Short task: Present the lines below as a numbered list, omitting blank lines and leaving out the picture.

Stored records:
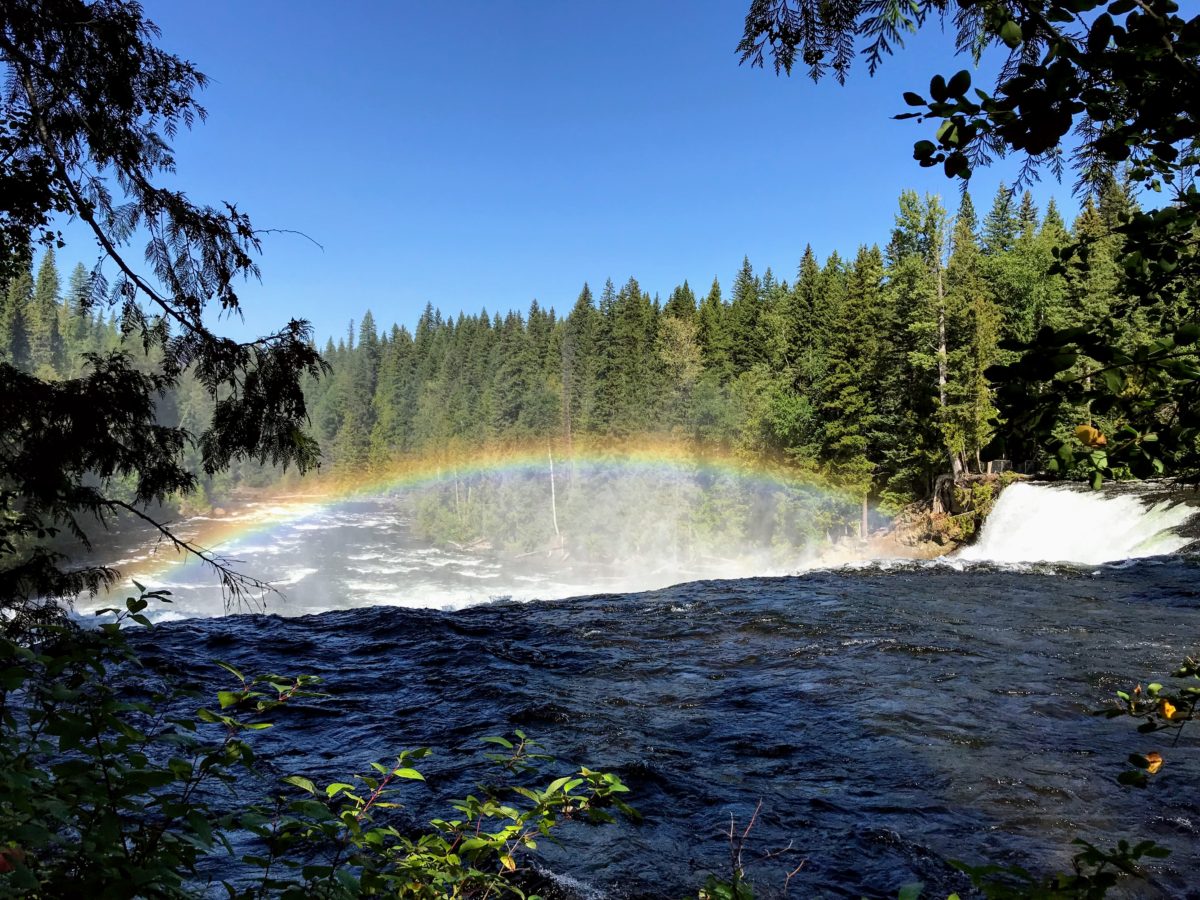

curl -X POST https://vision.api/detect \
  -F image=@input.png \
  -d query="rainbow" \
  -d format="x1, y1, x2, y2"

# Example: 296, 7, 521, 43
103, 439, 858, 589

Written reply:
1. curl -X POST https://vision.api/detect \
2.   -F image=@input.png \
3.   -d query="rainbow" \
4.   -d format="x1, y1, x2, y2"
5. # Example: 296, 7, 521, 43
6. 103, 439, 858, 589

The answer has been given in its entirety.